**Task prompt:**
Copy every line in the listing that contains "jumbo".

**Records for processing:**
|---|
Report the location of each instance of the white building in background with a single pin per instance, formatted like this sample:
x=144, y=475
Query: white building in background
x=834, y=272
|---|
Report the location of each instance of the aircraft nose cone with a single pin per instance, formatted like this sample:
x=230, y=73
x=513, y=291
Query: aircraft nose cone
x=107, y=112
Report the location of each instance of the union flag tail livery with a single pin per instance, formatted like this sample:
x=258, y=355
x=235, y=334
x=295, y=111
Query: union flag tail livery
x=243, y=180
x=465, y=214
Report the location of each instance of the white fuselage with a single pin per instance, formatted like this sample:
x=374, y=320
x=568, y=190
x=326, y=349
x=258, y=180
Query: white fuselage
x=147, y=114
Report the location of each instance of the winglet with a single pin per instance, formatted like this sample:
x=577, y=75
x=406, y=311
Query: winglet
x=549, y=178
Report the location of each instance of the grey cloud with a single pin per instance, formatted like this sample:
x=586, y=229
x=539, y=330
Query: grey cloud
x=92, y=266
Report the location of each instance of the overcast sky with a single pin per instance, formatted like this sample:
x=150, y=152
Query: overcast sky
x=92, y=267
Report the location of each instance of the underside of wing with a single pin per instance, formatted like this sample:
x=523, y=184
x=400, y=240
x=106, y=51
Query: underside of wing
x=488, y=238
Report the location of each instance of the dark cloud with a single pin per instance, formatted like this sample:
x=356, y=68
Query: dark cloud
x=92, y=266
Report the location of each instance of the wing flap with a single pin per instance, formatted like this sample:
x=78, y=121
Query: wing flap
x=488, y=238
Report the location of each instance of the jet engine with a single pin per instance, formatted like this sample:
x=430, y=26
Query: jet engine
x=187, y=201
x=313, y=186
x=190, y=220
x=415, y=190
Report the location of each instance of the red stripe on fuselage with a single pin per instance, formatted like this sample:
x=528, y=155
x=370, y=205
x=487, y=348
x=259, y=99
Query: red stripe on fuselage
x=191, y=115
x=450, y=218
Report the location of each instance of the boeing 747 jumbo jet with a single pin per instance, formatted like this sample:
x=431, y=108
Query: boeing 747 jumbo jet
|---|
**Answer below:**
Report the location of each instance of the boeing 747 jumbo jet with a single pin per instance, formatted like this sample:
Query: boeing 747 jumbo jet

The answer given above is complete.